◆ 選んだ文章:
****************************************
一般社団法人 日本災害看護学会 第23回年次大会
9月4日(土曜日) オンライン開催

一般社団法人日本災害看護学会第23回年次大会
大会長 長岡崇徳大学看護学部 山﨑 達枝

 昨年来より世界中で蔓延している新型コロナウィルスや災害等により亡くなられた方々に、謹んで追悼の意を表します。
 新型コロナウィルスは、ワクチンにより収束の可能性が見えてきたものの、症状のより重篤な変異株が発生するなど予断の許さぬ状況の中、日夜、医療の最前線で活躍されている皆様に心より感謝申し上げます。
 第23回年次大会のテーマは、「災害多発時代に守りたい生命(いのち)とこころ~実践知をともに未来につなぐ~」としました。大会のテーマを受け会長講演タイトルは、「被災地支援活動からの学び知をつなぐ~過去・現在・未来~」としました。
 「災害現場は一番の文献の宝庫」
 私はこれまで現場で見聞きするものこそ最も重要と考え、できる限り災害発生直後に現場に向かい、活動をしてきました。何事も学ぶためにはまず現場に赴くことが大切であり、現場にこそ真の学びがあります。特に災害看護の学びは、被災地・被災者の方々の声に耳を傾けることなくして災害の本質はわからず、そこから得た学びを語り継ぐことが、復興、そして未来の減災につなげられる方法だと信じています。
****************************************
◆ 表示された情報:
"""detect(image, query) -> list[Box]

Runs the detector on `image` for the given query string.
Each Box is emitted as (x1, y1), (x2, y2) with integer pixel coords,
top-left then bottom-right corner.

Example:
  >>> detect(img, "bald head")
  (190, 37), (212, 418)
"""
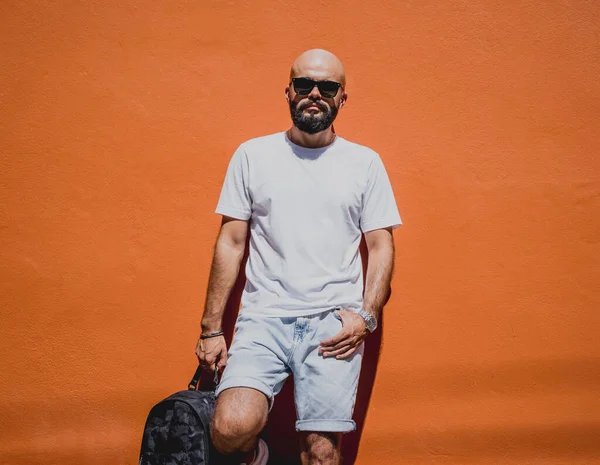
(290, 48), (346, 87)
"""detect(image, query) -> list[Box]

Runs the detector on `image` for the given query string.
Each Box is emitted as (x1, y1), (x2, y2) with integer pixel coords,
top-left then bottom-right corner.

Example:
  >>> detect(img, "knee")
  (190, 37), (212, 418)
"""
(211, 408), (264, 454)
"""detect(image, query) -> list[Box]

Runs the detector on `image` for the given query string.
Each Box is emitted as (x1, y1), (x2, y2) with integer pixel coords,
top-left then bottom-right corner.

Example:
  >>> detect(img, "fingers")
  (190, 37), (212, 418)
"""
(196, 336), (227, 371)
(320, 340), (362, 359)
(321, 327), (350, 347)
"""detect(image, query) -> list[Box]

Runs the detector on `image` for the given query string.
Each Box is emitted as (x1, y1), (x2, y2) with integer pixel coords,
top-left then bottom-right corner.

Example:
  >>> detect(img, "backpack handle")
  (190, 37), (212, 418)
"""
(188, 365), (219, 391)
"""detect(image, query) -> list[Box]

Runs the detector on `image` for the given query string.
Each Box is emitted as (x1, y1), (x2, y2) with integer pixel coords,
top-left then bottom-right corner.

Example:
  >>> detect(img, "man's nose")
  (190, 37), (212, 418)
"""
(308, 84), (321, 99)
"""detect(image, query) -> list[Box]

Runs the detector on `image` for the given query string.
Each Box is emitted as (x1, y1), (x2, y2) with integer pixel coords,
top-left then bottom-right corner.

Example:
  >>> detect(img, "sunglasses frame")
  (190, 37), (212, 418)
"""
(291, 77), (342, 98)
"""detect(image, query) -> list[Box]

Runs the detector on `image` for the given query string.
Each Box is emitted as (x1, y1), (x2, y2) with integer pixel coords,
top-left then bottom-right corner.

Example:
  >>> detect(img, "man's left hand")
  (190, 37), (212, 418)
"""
(319, 310), (369, 360)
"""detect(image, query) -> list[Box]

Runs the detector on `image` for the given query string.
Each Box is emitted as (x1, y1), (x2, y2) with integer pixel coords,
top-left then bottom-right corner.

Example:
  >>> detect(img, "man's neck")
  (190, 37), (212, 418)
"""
(286, 126), (336, 149)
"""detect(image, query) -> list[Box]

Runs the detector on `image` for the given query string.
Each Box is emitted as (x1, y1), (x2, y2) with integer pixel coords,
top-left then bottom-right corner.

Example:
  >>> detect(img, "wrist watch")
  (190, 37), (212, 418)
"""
(356, 308), (377, 333)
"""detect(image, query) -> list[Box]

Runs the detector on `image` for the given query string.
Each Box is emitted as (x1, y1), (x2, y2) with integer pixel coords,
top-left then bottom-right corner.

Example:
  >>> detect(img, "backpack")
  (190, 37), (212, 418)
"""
(139, 366), (226, 465)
****************************************
◆ 課題: 日本災害看護学会第23回年次大会の大会長あいさつを、最後の文のあとから書き継いでください。

◆ 練習の結果:
 災害により人々が受ける傷には、大きく分けて身体的な傷と精神的な傷の2つがあります。急性期の医療という視点からは、どうしても身体的な傷の治療に重きがおかれますが、長年現場で被災者と接していると、多くの方が精神的な傷を抱え、さらに長期にわたってその傷に悩まされていることに気づかされました。今回の年次大会では特に災害による心の健康に焦点を当て、惨事ストレスや遺族のメンタルケア、さらにこれまで検証されることの少なかった性暴力や性別における避難所の問題、災害を乗り越えられた心の拠り所を考えたいと思っています。また、これまで私が被災地で見聞きした問題を取り上げながら、現場で被災者が実際に語ってくれた思い・経験を共有できるようなプログラムとしました。
 自然災害多発国である日本の中でも、特に私が現在居住している新潟県中越長岡市は、これまで地震・洪水・雪害(世界で有数の豪雪都市、特別豪雪地域に指定)など、数々の厳しい惨事を経験し、復興を成し遂げてきた地であります。いにしえから多くの災害に遭遇し、生き抜いてきた経験をもつ長岡から、万全の対策を講じ是非とも対面式での現地開催を行いたいと願っていましたが、このような状況から、参加者・関係者の健康と安全を最優先に考えオンライン開催に切り替えることとしました。皆様に直接お会いできないのは大変残念ではあるものの、このような災害時こそ多くの学びや知恵を得ることができる機会であり、我々は障害を乗り越えるために試行錯誤することによって、未来に繋げるための新たな手段を修得できるものと考えます。ぜひ、この機会に多くの皆様にご参加いただけますと幸いです。